REQUEST
Switch "Tag" to "Mark" in the items, from the line with "Tag woman's face in the picture above." up to and including the line with "0 76 418 625". Return only those lines, with everything else left the same.

── GIVEN ENTRIES

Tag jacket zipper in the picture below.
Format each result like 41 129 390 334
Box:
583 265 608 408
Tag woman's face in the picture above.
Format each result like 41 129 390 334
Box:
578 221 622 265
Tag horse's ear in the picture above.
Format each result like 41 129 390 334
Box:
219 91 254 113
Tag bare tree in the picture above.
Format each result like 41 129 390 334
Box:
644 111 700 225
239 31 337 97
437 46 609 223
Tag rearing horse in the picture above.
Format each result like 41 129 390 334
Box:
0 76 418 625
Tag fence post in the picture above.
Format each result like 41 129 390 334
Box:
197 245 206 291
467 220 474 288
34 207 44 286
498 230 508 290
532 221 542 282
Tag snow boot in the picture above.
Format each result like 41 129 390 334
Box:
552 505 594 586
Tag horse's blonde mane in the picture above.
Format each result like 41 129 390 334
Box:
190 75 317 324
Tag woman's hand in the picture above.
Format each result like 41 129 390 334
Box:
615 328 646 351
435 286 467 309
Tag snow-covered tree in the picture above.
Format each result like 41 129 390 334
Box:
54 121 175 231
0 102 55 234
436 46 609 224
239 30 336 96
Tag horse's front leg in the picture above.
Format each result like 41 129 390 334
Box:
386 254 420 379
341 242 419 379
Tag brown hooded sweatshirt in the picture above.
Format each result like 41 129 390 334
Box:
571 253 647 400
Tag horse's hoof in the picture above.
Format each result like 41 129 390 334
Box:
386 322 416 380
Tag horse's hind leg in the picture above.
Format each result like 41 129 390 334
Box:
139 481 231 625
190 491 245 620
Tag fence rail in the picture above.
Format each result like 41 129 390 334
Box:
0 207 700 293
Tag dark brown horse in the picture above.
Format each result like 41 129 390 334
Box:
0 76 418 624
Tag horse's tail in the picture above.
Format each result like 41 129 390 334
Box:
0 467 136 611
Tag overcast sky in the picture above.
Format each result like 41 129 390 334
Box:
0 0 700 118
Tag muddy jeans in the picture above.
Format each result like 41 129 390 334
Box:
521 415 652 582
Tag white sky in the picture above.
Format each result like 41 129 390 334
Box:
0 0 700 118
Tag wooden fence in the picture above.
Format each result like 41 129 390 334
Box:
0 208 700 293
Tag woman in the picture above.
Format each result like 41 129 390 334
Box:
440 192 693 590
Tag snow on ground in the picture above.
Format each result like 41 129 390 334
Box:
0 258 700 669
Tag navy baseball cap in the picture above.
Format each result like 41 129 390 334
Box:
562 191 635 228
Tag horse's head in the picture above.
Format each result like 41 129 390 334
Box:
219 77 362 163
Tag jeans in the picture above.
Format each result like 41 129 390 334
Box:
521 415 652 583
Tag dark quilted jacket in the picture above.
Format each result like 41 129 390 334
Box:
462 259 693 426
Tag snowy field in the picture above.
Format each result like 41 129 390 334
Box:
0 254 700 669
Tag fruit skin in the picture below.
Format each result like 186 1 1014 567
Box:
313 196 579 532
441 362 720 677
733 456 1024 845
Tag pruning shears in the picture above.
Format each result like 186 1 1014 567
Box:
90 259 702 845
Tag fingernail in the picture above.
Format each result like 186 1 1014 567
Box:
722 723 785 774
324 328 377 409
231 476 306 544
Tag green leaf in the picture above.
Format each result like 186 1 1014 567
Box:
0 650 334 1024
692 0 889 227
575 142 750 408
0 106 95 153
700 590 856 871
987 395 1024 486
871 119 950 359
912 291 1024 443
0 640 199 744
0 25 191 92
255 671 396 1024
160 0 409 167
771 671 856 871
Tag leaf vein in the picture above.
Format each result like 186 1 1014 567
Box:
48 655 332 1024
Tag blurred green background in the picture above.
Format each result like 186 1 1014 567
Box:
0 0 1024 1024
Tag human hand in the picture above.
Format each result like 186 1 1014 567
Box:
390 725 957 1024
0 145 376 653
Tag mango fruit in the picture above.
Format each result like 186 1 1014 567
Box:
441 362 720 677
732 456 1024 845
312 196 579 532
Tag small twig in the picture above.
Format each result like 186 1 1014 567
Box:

────

COMPLETE OUTPUT
Mark woman's face in the picture above.
Format each result like 41 129 390 334
Box:
578 221 622 265
Mark horse's ear in the picture above.
Format each result like 41 129 390 334
Box:
219 91 254 113
Mark bare tree in the picture above.
Format each result like 41 129 390 334
Box:
644 111 700 225
239 31 337 97
437 46 609 223
Mark rearing horse in the picture above.
Format each result like 41 129 390 334
Box:
0 76 418 625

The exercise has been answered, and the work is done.